With the summer recreation season quickly approaching, it’s time for all South Carolina drivers to prepare themselves for increased DUI controls on the roadways.
To be clear, it’s never acceptable for a person to drink and drive. Operating a vehicle under the influence of an intoxicating substance puts you, your passengers, other drivers, and pedestrians in grave danger. However, it’s important to remember that DUIs are very profitable for law enforcement. During certain times of year, patrols specifically targeting potential DUI arrests are increased for this reason.
It’s important to be aware of your rights and proper procedure during a DUI stop, as well as mistakes often made by law enforcement that can invalidate any charges.
No Reasonable Suspicion For At A Traffic Stop
Law enforcement must have a reason to pull you over. They can’t just cherry pick people out of traffic because they think there may or may not be a chance that you’re driving under the influence of something. While this means that not wearing a seat belt, having a taillight out, or rolling through a stop sign are perfectly good reasons to be pulled over, it’s important that the officer can cite this reason immediately upon stopping you. If your DUI attorney determines that there was no justification for you to have been stopped, your case could be invalidated.

_ _ _ _ _

■ **SHORT TASK 1**: Transcribe the portion of the DUI article starting at "To be clear, it’s" and ending at "invalidate any charges.".
■ **SHORT TASK 2**: Resume the DUI article after its last sentence.

■ **SUPPLIED INFORMATION**:
_ _ _ _ _

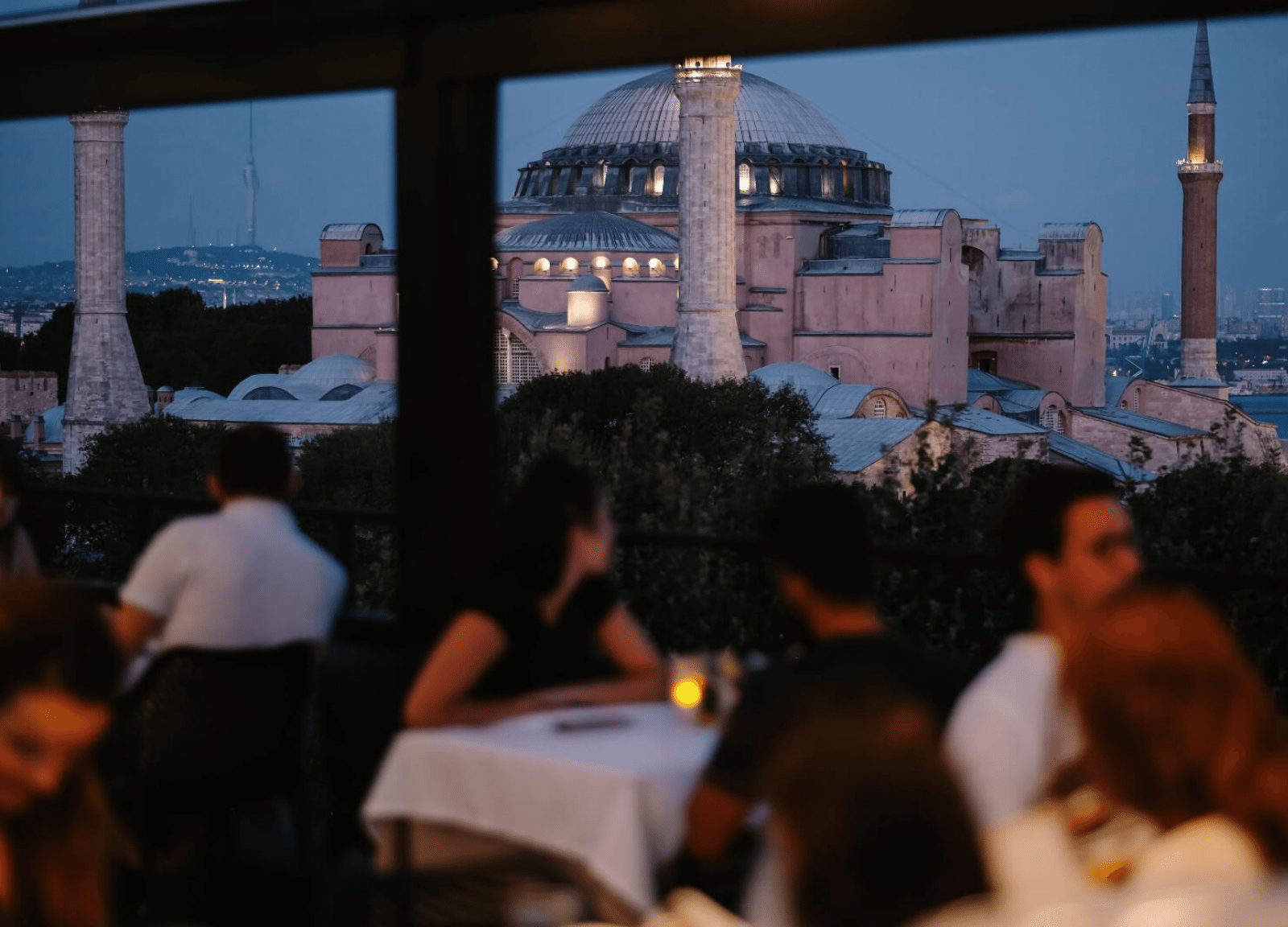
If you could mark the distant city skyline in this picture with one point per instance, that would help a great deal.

_ _ _ _ _

■ **EXERCISE ANSWER 1**:
To be clear, it’s never acceptable for a person to drink and drive. Operating a vehicle under the influence of an intoxicating substance puts you, your passengers, other drivers, and pedestrians in grave danger. However, it’s important to remember that DUIs are very profitable for law enforcement. During certain times of year, patrols specifically targeting potential DUI arrests are increased for this reason.
It’s important to be aware of your rights and proper procedure during a DUI stop, as well as mistakes often made by law enforcement that can invalidate any charges.

■ **EXERCISE ANSWER 2**:
Misconduct At Sobriety Checkpoint
One exception to the ‘reasonable suspicion’ rule for DUI traffic stops is the DUI checkpoint. These are situations in which police officers block passage through a roadway so that they can analyze the sobriety of each and every driver. While this is legal, it’s necessary for an officer to follow very specific protocol during a checkpoint stop. If these rules aren’t followed, it could invalidate any charges.
As you can see, no case of driving under the influence is cut and dry, regardless of how the police officer might make you feel. If you’ve recently been arrested, contact an experienced DUI attorney today. Also, stay tuned for our upcoming post that discusses more police mistakes that may invalidate a DUI charge.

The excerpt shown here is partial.